### Goal
Rewrite the material below, replacing "a pin per instance" with "one point per instance" throughout and leaving everything else unchanged. Omit the pictures from your answer.

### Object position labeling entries
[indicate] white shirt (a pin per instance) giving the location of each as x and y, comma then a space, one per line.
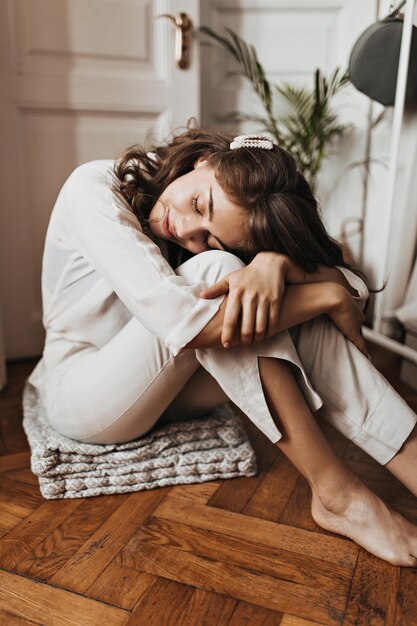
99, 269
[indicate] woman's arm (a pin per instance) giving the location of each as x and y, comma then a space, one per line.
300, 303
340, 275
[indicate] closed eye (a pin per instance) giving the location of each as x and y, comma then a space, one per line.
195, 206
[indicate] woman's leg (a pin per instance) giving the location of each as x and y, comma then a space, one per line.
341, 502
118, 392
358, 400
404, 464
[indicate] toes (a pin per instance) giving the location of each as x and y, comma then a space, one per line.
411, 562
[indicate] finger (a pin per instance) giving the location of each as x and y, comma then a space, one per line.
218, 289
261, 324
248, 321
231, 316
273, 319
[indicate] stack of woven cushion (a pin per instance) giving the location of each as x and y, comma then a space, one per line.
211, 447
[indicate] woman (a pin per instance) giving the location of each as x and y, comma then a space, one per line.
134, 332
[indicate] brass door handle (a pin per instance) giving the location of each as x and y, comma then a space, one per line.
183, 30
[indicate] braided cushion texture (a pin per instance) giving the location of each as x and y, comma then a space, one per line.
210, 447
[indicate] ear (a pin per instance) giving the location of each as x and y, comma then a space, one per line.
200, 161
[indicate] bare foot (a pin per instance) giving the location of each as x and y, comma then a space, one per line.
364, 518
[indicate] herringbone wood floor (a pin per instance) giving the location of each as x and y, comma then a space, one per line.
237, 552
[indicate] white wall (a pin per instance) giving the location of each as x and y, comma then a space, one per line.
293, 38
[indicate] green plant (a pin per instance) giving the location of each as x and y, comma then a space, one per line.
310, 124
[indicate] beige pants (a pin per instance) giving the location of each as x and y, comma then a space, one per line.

### Written reply
[indicate] white shirt (one point per instance) giving the location of each as x and y, comma then a space, one per line.
99, 269
[indicate] woman's arm (one point per instance) giving the location of each as x and y, comma then a space, one per line.
300, 303
340, 275
[indicate] closed eye (one point per instance) giving the location of each as x and y, comma then a space, one per line.
195, 206
[indicate] woman's leg (one point per instance) giving the location of each as x and y, comma then a space, one per line.
341, 502
118, 392
358, 400
404, 464
[indicate] toes (one point per instance) giving the location of each as x and y, comma then a space, one per line.
411, 562
[indicate] finger (one point per instance) giving the location of each as x and y, comma then a space, one per line.
218, 289
261, 324
248, 321
231, 316
273, 319
[indicate] stack of woven cushion (one point per instance) giving the location of each as x and y, comma then a space, one per line.
211, 447
[indicate] woman (one point per instance) giving the location of each as x and y, comma then a space, one per line.
134, 332
[indicate] brass door handle (one point per instance) giving the location of each as x and y, comma then a space, one per line.
183, 30
[indicate] braided cushion texture (one point per instance) giving the location of each as x and y, comma then a space, one per line.
210, 447
[indicate] ear (one point per instance) giving the location of each as x and y, comma then a space, one per line.
200, 161
[indicate] bare foot (one point per instance) giving the location of each as x and y, comma then a space, one per line.
364, 518
[indicate] herringbone wood floor (one point per instance) giving the location of each as x and y, comma then a space, one per line.
237, 552
[indicate] white wall (one point per instance) giving the location of each as x and y, comma then a space, one per line.
293, 38
[indicate] green plant (one point per instance) giving the location of each as x and y, comma then a space, one per line.
310, 124
[indicate] beige pants (one point per instance) giving the location of each as x and y, comma then a space, one per line.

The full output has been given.